What the exercise asks: Please copy the listing below with every "white stone building" changed to "pale limestone building" and everything else left as it is. Leave the pictures out.

Records shown:
——
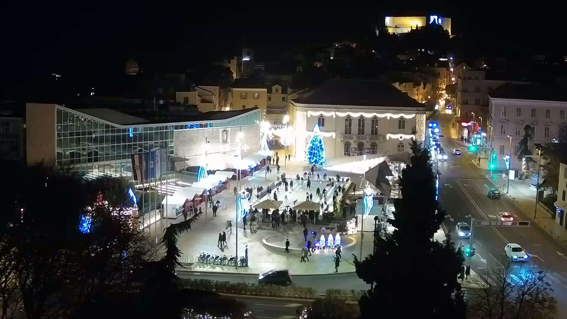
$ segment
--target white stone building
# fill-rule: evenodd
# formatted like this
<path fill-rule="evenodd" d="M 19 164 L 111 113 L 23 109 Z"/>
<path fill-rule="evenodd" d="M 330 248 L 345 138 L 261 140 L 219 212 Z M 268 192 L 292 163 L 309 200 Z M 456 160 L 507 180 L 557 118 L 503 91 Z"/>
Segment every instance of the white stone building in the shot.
——
Exercise answer:
$ segment
--target pale limestone building
# fill-rule: evenodd
# formatted like this
<path fill-rule="evenodd" d="M 19 164 L 111 113 L 23 109 Z"/>
<path fill-rule="evenodd" d="M 330 248 L 345 138 L 261 140 L 219 212 Z M 268 192 L 292 163 L 309 200 Z M 456 160 L 507 180 L 557 118 L 503 91 Z"/>
Segment every instance of the pale limestone building in the shot.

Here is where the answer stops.